**SUPPLIED ENTRIES:**
-- Start --
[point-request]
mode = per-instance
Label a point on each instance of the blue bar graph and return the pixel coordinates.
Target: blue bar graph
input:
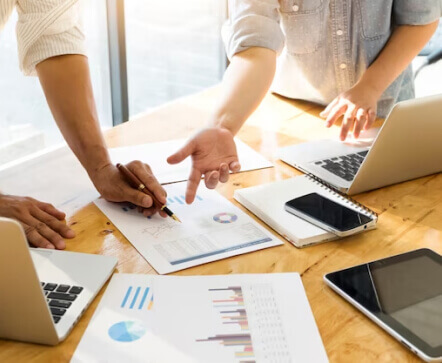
(139, 298)
(134, 300)
(181, 199)
(126, 296)
(143, 299)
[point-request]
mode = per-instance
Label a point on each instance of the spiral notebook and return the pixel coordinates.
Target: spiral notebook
(267, 203)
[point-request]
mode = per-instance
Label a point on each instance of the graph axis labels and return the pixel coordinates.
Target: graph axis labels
(225, 217)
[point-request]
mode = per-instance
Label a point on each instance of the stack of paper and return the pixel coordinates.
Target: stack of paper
(235, 318)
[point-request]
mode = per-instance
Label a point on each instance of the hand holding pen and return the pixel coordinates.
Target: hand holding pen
(136, 183)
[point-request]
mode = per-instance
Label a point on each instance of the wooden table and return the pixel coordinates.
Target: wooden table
(410, 218)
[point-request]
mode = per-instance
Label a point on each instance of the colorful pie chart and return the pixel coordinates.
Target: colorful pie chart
(127, 331)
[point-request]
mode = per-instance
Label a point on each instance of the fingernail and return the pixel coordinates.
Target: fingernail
(70, 234)
(147, 202)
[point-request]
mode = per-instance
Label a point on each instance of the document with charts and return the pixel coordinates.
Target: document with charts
(212, 228)
(227, 318)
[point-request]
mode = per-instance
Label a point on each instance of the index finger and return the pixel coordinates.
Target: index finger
(192, 185)
(335, 113)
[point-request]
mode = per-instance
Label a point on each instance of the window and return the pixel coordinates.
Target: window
(174, 48)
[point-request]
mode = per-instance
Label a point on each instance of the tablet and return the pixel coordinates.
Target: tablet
(402, 294)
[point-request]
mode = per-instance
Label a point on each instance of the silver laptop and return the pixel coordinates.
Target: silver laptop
(44, 292)
(408, 146)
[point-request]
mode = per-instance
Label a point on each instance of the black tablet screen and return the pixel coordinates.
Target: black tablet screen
(404, 291)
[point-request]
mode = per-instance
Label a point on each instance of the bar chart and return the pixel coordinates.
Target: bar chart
(230, 303)
(137, 298)
(253, 309)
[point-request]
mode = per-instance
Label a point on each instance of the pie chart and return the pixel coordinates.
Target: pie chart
(127, 331)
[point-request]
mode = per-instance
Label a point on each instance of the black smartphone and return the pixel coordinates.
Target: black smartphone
(329, 215)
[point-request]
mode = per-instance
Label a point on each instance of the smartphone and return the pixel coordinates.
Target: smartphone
(329, 215)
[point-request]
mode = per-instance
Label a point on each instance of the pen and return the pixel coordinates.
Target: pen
(134, 182)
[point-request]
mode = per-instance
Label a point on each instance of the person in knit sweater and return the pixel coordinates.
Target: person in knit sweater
(51, 47)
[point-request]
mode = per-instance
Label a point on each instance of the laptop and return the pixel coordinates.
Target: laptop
(44, 292)
(408, 146)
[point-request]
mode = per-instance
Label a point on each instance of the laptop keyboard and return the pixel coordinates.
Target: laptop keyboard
(345, 166)
(60, 298)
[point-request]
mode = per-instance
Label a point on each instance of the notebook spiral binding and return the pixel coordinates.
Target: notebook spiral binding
(344, 197)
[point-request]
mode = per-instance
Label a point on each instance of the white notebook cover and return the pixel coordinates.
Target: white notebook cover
(267, 203)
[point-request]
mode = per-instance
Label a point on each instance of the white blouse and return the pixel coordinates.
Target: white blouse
(45, 28)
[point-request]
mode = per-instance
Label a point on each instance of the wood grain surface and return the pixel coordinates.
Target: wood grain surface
(410, 217)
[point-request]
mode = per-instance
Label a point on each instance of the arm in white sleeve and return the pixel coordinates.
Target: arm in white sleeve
(48, 28)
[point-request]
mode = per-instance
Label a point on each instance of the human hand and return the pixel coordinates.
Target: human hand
(113, 187)
(213, 153)
(42, 222)
(358, 105)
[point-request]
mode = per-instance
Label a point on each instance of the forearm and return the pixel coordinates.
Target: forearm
(245, 84)
(404, 44)
(67, 86)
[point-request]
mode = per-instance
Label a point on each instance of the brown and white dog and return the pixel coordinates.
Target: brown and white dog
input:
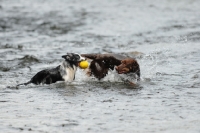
(102, 63)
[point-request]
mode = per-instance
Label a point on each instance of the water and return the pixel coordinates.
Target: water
(162, 35)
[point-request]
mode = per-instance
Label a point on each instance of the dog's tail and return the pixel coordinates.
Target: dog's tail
(25, 83)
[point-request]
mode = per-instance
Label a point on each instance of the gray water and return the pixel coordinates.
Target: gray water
(162, 35)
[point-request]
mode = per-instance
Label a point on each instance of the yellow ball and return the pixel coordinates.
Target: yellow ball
(83, 64)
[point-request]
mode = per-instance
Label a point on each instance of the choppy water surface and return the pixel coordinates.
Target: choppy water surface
(163, 35)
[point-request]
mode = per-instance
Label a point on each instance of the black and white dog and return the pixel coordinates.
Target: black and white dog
(64, 72)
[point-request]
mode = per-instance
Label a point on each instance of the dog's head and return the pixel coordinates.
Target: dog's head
(128, 65)
(73, 57)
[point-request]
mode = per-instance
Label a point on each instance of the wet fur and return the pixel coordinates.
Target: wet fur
(102, 63)
(64, 72)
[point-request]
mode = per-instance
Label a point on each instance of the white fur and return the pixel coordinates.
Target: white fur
(70, 74)
(67, 71)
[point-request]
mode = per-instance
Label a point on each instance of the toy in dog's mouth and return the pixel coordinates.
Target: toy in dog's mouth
(83, 64)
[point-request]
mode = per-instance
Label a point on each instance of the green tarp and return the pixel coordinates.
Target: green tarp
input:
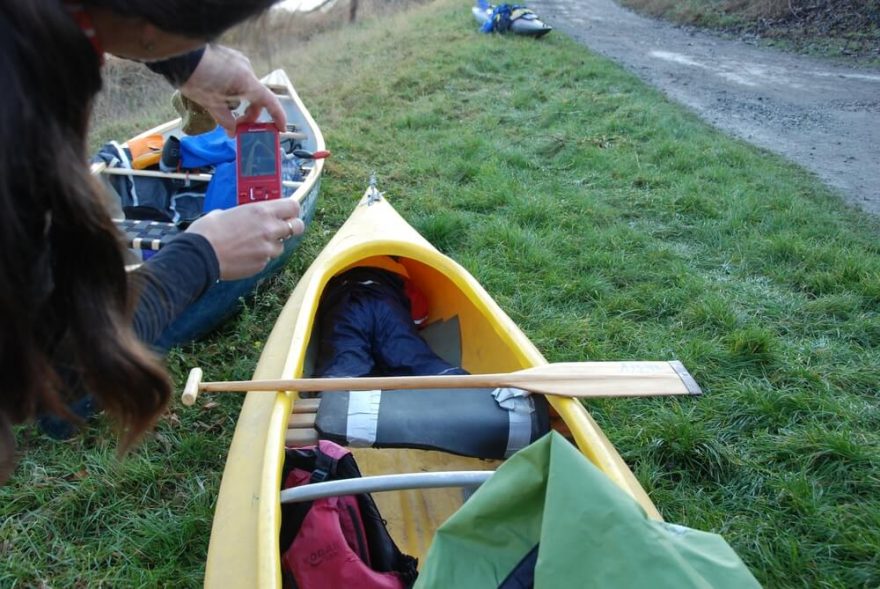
(588, 533)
-- End --
**INSTRUCTION:** Repeat the records word for word. Any picture in them should be left out.

**EXPECTED ANSWER:**
[point-request]
mode = per-instance
Label a point on each instance of the blue bar graph and return the pixel coordinates.
Target: blue bar graph
input:
(139, 298)
(134, 300)
(181, 199)
(126, 296)
(143, 299)
[point-request]
mode = per-instance
Label a point on each instance of the spiral notebook and return the pixel coordinates.
Target: spiral notebook
(267, 203)
[point-request]
mode = per-instance
Label a point on each instance of the graph axis labels and return the pixel coordinates.
Target: graph axis labels
(225, 217)
[point-request]
mode = per-instance
Label a point on each instance of the stack of paper and return the pixel coordinates.
Target: stack of paper
(235, 318)
[point-request]
mode = per-instance
Label a point on each instance of the hand holding pen and return the pixel coordinates.
Target: hand holding pen
(136, 183)
[point-request]
mode = per-instance
Label a point on each instance of the wooden table and return the pixel coordinates.
Target: wooden table
(410, 218)
[point-request]
mode = per-instance
Label a point on each instance of the colorful pie chart and return the pixel coordinates.
Target: colorful pie chart
(127, 331)
[point-request]
mode = per-instance
Label a point on each instance of the fingernail and return the pixel coordinates.
Target: fingernail
(70, 234)
(147, 202)
[point-request]
mode = per-instance
Label a point on each instance of the document with charts and return the pixel coordinates.
Target: document with charts
(212, 228)
(227, 318)
[point-request]
mode = per-instance
Label a point on each instance of the index finger and return the pixel coordinates.
Target: index finger
(192, 185)
(335, 113)
[point-request]
mode = per-instance
Label a point on each instance of the window and return the pixel coordinates.
Target: window
(174, 48)
[point-request]
mode = per-instance
Label a point on each instance of the tablet and return the pixel coordinates.
Target: tablet
(402, 294)
[point-request]
mode = per-instance
Label a point on each instance of the silver laptop and return the pixel coordinates.
Target: silver laptop
(44, 292)
(408, 146)
[point-request]
mode = per-instance
Label a point on each instance of the black tablet screen and return the pixel coordinates.
Target: black tablet screen
(404, 291)
[point-request]
mode = per-instance
Label a point on each instance of the bar chart and return the pixel coordinates.
Target: bar chart
(230, 303)
(137, 298)
(253, 309)
[point-request]
mode = per-instance
Label a point on each instance of the pie chart and return the pixel coordinates.
Target: pie chart
(127, 331)
[point-request]
mode = per-instance
Label a point on each instance of the black smartphone and return the pixel coordinates.
Target: black smartphone
(329, 215)
[point-request]
mode = per-instance
Label a point on each instance of the smartphone and return the pixel coordinates.
Target: smartphone
(329, 215)
[point-request]
mode = per-instance
Label a point on each instance of the pen and return the pixel coordinates.
Target: pen
(134, 182)
[point-request]
mode = per-instance
Label a point on each instance of the person in knit sweater and return the pixel coordinates.
Target: person in knit sweater
(51, 47)
[point-request]
mode = per-instance
Label a point on each instance of the laptop and return the pixel coordinates.
Target: laptop
(44, 292)
(408, 146)
[point-request]
mode = per-instance
Label a point on each instance of the laptop keyboard and return the pixel coordinates.
Target: laptop keyboard
(345, 166)
(60, 298)
[point-request]
mode = per-instance
Label a point on each instance of the notebook spiral binding and return the pixel coordinates.
Target: notebook spiral binding
(344, 197)
[point-request]
mode = per-instance
Label a point on each instance of the white notebook cover and return the pixel coordinates.
Target: white notebook cover
(267, 203)
[point-request]
mode = per-instance
Label a point on each instance of the white blouse and return the pixel coordinates.
Target: white blouse
(45, 28)
[point-request]
mode = per-instance
Label a point on each instance of the wood grain surface and return the pixel coordinates.
Target: wood grain surface
(410, 217)
[point-request]
mode = per-instance
Label a point on each instance of the arm in white sleeve and return the pixel coordinates.
Target: arm in white sleeve
(48, 28)
[point-request]
mode = per-instance
Label a point on each instance of the human hand and return the pixel coordinates.
Target: human hand
(113, 187)
(213, 153)
(42, 222)
(358, 105)
[point-request]
mode = per-instance
Label a point on each instance of the forearm and return the pixel coordinates.
Target: forearm
(245, 84)
(404, 44)
(67, 86)
[point-request]
mode = per-instance
Label a point on each instance of the brown and white dog and return the pixel coordinates.
Target: brown and white dog
input:
(102, 63)
[point-request]
mode = per-instance
Label a point on each instance of the water and return the pixel coordinates.
Target: water
(162, 35)
[point-request]
mode = per-instance
Label a point on each instance of the dog's tail and return the pixel coordinates.
Target: dog's tail
(25, 83)
[point-request]
mode = per-instance
Label a point on each instance of the gray water and return the pixel coordinates.
Target: gray water
(162, 35)
[point-request]
mode = per-instance
Label a point on each instance of the yellow ball and return the pixel coordinates.
Target: yellow ball
(83, 64)
[point-request]
mode = per-instance
Label a point on each instance of the choppy water surface and return the pixel coordinates.
Target: choppy water surface
(163, 35)
[point-request]
mode = per-instance
Label a point on each instance of the black and white dog and return the pixel coordinates.
Target: black and white dog
(64, 72)
[point-request]
mode = per-instance
Label a point on each instance of the dog's head and return the pixel coordinates.
Target: dog's head
(128, 65)
(73, 57)
[point-request]
mode = per-instance
Label a point on each instance of the wet fur and return the pixel coordinates.
Target: wet fur
(102, 63)
(64, 72)
[point-request]
mode = per-instance
Label a point on each instance of the white fur and return the pixel coordinates.
Target: white fur
(70, 74)
(67, 71)
[point-request]
mode = per-instance
Label a point on each instance of the toy in dog's mouth and return the pixel coordinates.
Target: toy in dog's mouth
(83, 64)
[point-request]
mode = per-instance
Label a point on each instance of the green tarp and return the pixel coordinates.
Target: green tarp
input:
(588, 533)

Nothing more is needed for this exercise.